A procession in honor of The Grand Master of the Templars, Luca is taking place. Isacco disrupts the celebration to beg for the release of his daughter, accusing Briano of the abduction. Luca furiously demands an explanation but Briano when brought before him, stays silent. The other knights condemn Briano but Luca learns that Rebecca learned her healing arts from a woman condemned as a witch and, anxious to deflect shame from one of his Templars, Luca declares that Rebecca must die by cleansing fire unless Briano accepts the challenge – a divine duel to the death between Briano and a champion. In other words, Briano’s life will be forfeit for her honor.

Scene 4. The forecourt of Cedrico’s castle.

Vilfredo is pleading for his father to grant forgiveness and banish his anger at Vilfredo for having, years before, disobeyed his father and joined the Crusades. Vilfredo is joined by Ravena and together they placate Cedrico, who relents and further bestows his blessing on Vilfredo’s and Ravena’s love.

Act III

Scene 1. A field in front of the Templars’ Preceptory

A pyre has been prepared while the entrance to the lists of the jousting field is to one side of the stage. The Templars fiercely declare that Rebecca must be guilty and may God’s wrath strike her downas no champion has emerged to defend her while women in the crowd pray that a champion will save her. A trumpet call is sounded for Rebecca’s champion to step forth but no champion appears. The trumpet sounds again and the pyre is lit but the clattering of horse’s hooves announces the arrival of a champion for Rebecca – it is Vilfredo.

────────────────────────────────────────

### Instructions
(a) List every character named in the plot summary.
(b) Rewrite the plot summary paragraph that begins "Vilfredo is pleading" as a shorter version that keeps its main facts.
(c) Continue the plot summary of Rebecca's trial from the point where it stops.

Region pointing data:
────────────────────────────────────────

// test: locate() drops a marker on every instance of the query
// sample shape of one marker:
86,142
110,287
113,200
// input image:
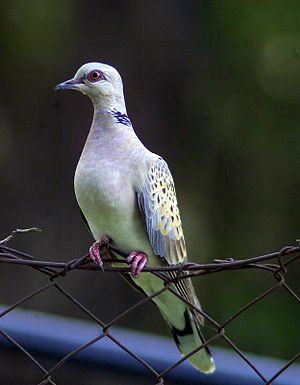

────────────────────────────────────────

### Exercise results
(a) Luca, Isacco, Briano, Rebecca, Vilfredo, Ravena, Cedrico

(b) Vilfredo begs his father, Cedrico, to forgive him for disobeying him years earlier by joining the Crusades. With Ravena's help he calms Cedrico, who relents and blesses the couple's love.

(c)
Scene 2. Briano had intended to fall on the sword of his opponent but his fury at having been defeated by Vilfredo at Ashby wells up and the two spur their horses away for the duel. Isacco and the women in the crowd pray for Vilfredo’s triumph but almost immediately the shouts of victory are heard – Briano has been slain not by Vilfredo but by a bolt from heaven. All join in celebration but Rebecca throws herself at Vilfredo’s feet and reveals that she has loved Vilfredo from the moment she first saw him. Vilfredo cautions her that she must leave him and never see him again and she, overcome by grief, collapses and dies in her father’s arms.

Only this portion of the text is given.